-- Directions --
1. Using the article on obesity myths, explain why the authors' ties to industry raise questions about their review.
2. Resume the article on obesity myths after its last sentence.

*** Opening of Selected excerpt ***

There's a lot said about how to lose weight. As it turns out, a lot of what's said may not be true.
To sort fact from fiction, a group of doctors and nutritionists researched the medical evidence behind common claims and presented their findings Wednesday in the New England Journal of Medicine.
Beyond academia, however, the doctors and nutritionists also have deep ties to industry, receiving grant support and consulting fees from food, drug, and diet companies, raising questions about how wide a net of inquiry the authors were willing to cast.
Still, here are what the researchers say are the seven myths about obesity:
1. Weight loss is just "calories in" vs. "calories out"
"Predictions suggesting that large changes in weight will accumulate indefinitely in response to small sustained lifestyle modifications rely on the half-century-old 3,500 calorie rule, which equates a weight alteration of 2.2 lb to a 3,500 calories cumulative deficit or increment," write the study authors.

*** Close of Selected excerpt ***
*** Opening of Extracted data ***

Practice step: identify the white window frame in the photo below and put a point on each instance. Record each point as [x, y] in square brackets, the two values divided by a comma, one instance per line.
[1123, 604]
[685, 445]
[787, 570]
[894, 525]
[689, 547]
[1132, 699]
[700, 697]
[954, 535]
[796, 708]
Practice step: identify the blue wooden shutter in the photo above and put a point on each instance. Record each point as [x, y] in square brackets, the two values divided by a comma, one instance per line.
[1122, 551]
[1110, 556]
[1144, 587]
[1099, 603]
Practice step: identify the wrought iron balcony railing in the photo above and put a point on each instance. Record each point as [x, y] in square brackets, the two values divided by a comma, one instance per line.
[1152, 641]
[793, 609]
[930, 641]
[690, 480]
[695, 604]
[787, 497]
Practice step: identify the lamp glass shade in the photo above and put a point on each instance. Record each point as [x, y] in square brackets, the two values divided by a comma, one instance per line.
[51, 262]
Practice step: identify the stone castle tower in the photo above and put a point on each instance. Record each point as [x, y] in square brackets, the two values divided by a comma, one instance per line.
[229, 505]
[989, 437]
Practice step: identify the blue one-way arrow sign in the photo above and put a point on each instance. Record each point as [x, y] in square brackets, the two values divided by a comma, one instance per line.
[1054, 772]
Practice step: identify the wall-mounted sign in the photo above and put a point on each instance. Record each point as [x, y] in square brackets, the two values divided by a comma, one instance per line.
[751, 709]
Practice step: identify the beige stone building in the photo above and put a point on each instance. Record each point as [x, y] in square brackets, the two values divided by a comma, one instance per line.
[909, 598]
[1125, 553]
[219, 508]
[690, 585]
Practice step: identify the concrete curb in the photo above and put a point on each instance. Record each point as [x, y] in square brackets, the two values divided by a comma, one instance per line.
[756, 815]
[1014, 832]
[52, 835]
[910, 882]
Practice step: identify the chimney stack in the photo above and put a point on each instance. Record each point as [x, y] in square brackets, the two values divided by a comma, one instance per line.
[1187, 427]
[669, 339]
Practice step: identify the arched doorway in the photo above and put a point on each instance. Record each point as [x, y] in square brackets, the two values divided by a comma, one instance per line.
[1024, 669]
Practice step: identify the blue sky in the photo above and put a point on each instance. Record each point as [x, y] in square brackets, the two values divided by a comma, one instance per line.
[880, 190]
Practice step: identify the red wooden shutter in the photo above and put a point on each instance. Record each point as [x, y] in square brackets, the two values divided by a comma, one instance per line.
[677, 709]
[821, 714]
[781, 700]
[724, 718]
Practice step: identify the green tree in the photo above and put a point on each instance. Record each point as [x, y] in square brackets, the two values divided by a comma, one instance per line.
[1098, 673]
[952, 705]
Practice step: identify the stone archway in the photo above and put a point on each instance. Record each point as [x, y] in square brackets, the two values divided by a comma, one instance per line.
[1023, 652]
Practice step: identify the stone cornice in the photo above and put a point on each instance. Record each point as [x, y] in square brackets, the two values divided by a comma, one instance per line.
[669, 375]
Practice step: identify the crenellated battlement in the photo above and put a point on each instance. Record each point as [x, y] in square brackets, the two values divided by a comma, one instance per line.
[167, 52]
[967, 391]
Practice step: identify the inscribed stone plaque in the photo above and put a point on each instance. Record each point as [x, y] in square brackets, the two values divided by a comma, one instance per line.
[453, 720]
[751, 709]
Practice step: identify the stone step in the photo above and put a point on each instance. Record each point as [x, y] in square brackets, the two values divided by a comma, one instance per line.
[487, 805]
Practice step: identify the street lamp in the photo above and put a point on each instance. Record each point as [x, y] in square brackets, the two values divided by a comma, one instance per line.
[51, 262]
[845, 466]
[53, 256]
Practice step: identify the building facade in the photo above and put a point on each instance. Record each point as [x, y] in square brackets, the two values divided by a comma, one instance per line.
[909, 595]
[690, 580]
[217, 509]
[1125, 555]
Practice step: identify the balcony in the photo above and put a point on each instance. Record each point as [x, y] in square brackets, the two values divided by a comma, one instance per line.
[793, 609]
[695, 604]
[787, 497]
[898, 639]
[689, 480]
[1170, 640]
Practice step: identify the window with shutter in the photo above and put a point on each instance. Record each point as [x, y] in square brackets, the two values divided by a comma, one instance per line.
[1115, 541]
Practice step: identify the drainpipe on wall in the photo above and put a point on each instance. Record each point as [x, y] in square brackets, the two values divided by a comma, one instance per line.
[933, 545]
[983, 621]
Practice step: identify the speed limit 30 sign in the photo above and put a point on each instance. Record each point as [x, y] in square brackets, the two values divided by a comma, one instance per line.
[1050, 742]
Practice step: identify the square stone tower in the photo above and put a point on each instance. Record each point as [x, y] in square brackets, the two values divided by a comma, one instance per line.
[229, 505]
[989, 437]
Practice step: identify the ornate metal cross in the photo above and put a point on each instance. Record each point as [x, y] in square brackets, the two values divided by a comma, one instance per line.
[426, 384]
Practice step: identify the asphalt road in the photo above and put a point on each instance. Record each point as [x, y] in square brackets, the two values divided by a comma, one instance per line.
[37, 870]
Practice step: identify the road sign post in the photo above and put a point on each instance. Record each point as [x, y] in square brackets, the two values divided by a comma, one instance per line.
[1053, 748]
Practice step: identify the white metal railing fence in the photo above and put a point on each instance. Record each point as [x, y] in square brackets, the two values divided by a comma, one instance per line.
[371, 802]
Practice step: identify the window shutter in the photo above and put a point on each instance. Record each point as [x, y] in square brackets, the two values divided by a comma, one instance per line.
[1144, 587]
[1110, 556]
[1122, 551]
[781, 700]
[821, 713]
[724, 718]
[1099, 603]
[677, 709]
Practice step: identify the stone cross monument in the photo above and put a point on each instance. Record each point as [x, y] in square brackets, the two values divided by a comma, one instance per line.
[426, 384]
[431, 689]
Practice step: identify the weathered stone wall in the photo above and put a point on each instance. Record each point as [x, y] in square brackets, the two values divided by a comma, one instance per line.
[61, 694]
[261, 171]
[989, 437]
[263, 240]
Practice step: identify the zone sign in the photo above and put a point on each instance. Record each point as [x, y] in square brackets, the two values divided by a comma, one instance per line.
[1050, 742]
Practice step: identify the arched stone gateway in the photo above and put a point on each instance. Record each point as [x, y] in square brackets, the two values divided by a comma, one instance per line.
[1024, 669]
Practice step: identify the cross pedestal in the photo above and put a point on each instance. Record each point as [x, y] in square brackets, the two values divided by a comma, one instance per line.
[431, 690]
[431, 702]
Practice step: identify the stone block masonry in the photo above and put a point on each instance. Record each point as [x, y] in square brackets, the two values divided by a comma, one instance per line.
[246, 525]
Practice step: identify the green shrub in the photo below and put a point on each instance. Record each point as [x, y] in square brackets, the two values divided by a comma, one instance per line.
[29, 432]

*** Close of Extracted data ***

-- Task answers --
1. The doctors and nutritionists receive grant support and consulting fees from food, drug, and diet companies. Those ties raise questions about how wide a net of inquiry they were willing to cast.

2.
The 3,500-calorie rule "predicts that a person who increases daily energy expenditure by 100 calories by walking 1 mile per day" will lose 50 pounds over five years, the authors say. But the true weight loss is only about 10 pounds if calorie intake doesn't increase, "because changes in mass ... alter the energy requirements of the body."
"This is a myth, strictly speaking, but the smaller amount of weight loss achieved with small changes is clinically significant and should not be discounted," says Dr. Melina Jampolis, CNN diet and fitness expert.
2. Set realistic weight-loss goals
The thinking here is that people who aim too high might be setting themselves up for disappointment.
"Although this is a reasonable hypothesis, empirical data indicate no consistent negative association between ambitious goals and program completion or weight loss," write the study authors.
"Indeed, several studies have shown that more ambitious goals are sometimes associated with better weight-loss outcomes."
3. Big, fast weight loss won't stick
Going on a very restrictive diet led to faster weight loss, the study authors found, and dieters did not necessarily gain that weight back, either.
"There was no significant difference between the very-low-energy diets and low-energy diets with respect to weight loss at the end of long-term follow-up," write the authors.
4. You won't lose the weight unless you're really ready
"Readiness does not predict the magnitude of weight loss or treatment adherence among persons who sign up for behavioral programs or who undergo obesity surgery," write the study authors.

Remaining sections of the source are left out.